- **Text section**
##############################

Meanwhile, wage pressures continue to build nationwide. Local legislation, such as Los Angeles’ path to a $30 per hour hotel minimum wage by 2028, is reshaping operating cost structures in key urban and leisure destinations. For operators already seeing labor expenses consume nearly half of total revenue, further increases could force tough decisions on service levels, staffing, and reinvestment priorities.
Macro-economic signals also present challenges. Consumer confidence remains fragile amid inflationary pressures, and corporate travel demand is not yet back to pre-pandemic levels in many urban cores. International visitation, once a major tailwind for gateway cities like San Francisco and New York, continues to recover slowly, hampered by shifting visa requirements, negative media coverage, and changing traveler sentiment.
Finally, tariff and trade policy shifts are adding volatility in border regions. New or reinstated tariffs, security initiatives, and international trade tensions have already led to erratic demand in key cities like San Diego, El Paso, and McAllen/Brownsville. Operators in these regions are navigating sudden swings in cross-border travel and business activity, highlighting how external policy changes can ripple through local hotel performance with little warning.
Taken together, these risks demand that owners and investors remain agile—balancing near-term cost containment with long-term positioning strategies to protect asset value and capitalize on emerging opportunities when conditions stabilize.
Key Opportunities & Strategic Recommendations
Despite the challenges facing the U.S. hotel market in 2025, owners, operators, and investors have meaningful opportunities to protect profitability and unlock long-term value by taking a proactive, market-specific approach.
First, adapting staffing models will be essential to offset surging labor costs. Operators should continue investing in workforce cross-training, technology-driven efficiencies, and smarter scheduling to maintain service standards with leaner teams. Innovative approaches to labor deployment can help preserve margins even as wage floors rise in markets like Los Angeles.

##############################

- **Input data**
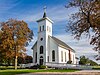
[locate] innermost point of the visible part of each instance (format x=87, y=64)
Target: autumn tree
x=86, y=20
x=13, y=36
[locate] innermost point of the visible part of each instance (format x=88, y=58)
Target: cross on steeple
x=44, y=15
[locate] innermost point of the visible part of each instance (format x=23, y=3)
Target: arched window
x=53, y=55
x=41, y=60
x=41, y=49
x=43, y=28
x=40, y=28
x=61, y=56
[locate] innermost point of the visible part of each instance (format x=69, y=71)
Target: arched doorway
x=41, y=60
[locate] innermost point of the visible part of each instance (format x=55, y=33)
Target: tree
x=13, y=36
x=83, y=60
x=86, y=20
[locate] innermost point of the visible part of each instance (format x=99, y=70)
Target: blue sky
x=32, y=10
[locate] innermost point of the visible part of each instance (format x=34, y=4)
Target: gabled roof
x=61, y=43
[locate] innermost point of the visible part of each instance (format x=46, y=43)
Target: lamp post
x=15, y=38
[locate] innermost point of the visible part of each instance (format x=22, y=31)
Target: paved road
x=83, y=72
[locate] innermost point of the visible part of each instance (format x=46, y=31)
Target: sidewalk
x=83, y=72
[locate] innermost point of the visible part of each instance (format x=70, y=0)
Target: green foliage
x=85, y=20
x=13, y=36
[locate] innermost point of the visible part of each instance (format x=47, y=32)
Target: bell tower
x=44, y=31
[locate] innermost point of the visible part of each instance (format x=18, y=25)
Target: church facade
x=49, y=49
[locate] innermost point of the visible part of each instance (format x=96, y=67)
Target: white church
x=48, y=49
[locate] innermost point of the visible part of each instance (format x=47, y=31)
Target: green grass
x=96, y=67
x=21, y=71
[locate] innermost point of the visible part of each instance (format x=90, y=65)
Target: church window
x=65, y=56
x=41, y=49
x=48, y=58
x=41, y=39
x=36, y=57
x=47, y=28
x=62, y=56
x=43, y=28
x=53, y=55
x=40, y=28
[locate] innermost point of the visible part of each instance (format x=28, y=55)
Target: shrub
x=69, y=62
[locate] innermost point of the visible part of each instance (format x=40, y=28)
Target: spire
x=44, y=15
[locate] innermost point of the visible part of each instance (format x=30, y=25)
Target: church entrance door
x=41, y=60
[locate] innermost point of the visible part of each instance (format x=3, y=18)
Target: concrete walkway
x=83, y=72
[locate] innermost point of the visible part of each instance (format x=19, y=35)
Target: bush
x=42, y=67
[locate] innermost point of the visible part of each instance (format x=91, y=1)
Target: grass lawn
x=21, y=71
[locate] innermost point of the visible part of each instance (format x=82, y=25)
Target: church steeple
x=44, y=15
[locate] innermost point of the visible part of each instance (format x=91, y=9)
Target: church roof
x=61, y=43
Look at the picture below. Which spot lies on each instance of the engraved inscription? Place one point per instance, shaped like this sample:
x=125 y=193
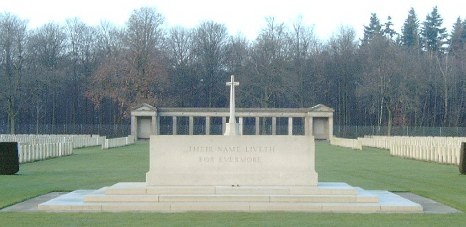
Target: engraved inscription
x=230 y=154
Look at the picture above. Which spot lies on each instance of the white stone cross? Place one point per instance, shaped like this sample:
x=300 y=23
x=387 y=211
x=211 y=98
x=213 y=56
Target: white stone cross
x=231 y=127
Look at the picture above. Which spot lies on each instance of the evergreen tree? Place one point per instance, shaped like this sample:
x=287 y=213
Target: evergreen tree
x=410 y=30
x=433 y=34
x=458 y=35
x=388 y=30
x=373 y=29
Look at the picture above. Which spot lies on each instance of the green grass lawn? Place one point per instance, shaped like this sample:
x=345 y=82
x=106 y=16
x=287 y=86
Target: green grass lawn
x=92 y=168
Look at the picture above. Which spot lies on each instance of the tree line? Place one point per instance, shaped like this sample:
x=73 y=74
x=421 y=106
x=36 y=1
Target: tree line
x=80 y=74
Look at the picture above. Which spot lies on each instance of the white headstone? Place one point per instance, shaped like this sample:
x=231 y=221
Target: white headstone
x=232 y=127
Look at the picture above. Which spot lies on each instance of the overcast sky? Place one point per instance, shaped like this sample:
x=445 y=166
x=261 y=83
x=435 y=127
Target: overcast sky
x=240 y=16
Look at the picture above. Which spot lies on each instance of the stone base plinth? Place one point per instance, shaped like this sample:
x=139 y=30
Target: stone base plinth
x=325 y=197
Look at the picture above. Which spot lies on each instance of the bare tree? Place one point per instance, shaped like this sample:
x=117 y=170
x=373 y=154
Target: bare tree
x=12 y=49
x=209 y=46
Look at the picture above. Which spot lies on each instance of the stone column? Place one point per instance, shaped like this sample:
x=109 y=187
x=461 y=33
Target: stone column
x=240 y=126
x=191 y=125
x=157 y=125
x=307 y=125
x=258 y=124
x=207 y=125
x=154 y=125
x=224 y=122
x=174 y=125
x=330 y=127
x=290 y=126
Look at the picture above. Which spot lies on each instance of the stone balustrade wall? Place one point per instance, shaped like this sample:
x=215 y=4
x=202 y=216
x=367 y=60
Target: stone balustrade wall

##############################

- **Work instructions**
**A)** Answer these questions using the hotel market text.
(i) What hotel minimum wage is Los Angeles heading toward, and by what year?
(ii) Which cities are named as seeing erratic demand from tariff and trade policy shifts?
(iii) What three areas should operators keep investing in to keep service standards with leaner teams?
**B)** Carry on the hotel market text from its last sentence, in the same style.
The rows come from a different source than the text.

- **Replies**
**A)**
(i) $30 per hour, by 2028.
(ii) San Diego, El Paso, and McAllen/Brownsville.
(iii) Workforce cross-training, technology-driven efficiencies, and smarter scheduling.

**B)**
Second, conversions represent an actionable strategy in the current development climate. Owners should identify properties—especially older independents or underused office buildings—where brand affiliation or adaptive reuse can unlock new demand, higher RevPAR, and more predictable cash flow. Markets with a high share of independent hotels, like LA and San Francisco, or buildings with favorable architectural configurations, like San Diego’s Tower 180, will be key targets.
Closely monitoring urban office markets will also be critical. As vacancies persist, the potential for office-to-hospitality conversions will grow—but success will hinge on feasibility studies that weigh structural constraints, location, and local demand drivers.
For investors, distressed assets in dislocated urban markets offer significant upside for those with the capital and patience to navigate complex workouts. Cities like San Francisco, where CMBS delinquencies remain elevated, will continue to present acquisition opportunities for buyers who can reposition assets and ride the recovery wave.
Finally, operators must remain vigilant about policy shifts that impact the cost of doing business. This includes wage legislation, evolving travel restrictions, and trade or tariff policies that affect border cities and international visitation. Building flexible business plans, securing financing options early, and stress-testing forecasts against downside scenarios will help stakeholders stay resilient as external factors evolve.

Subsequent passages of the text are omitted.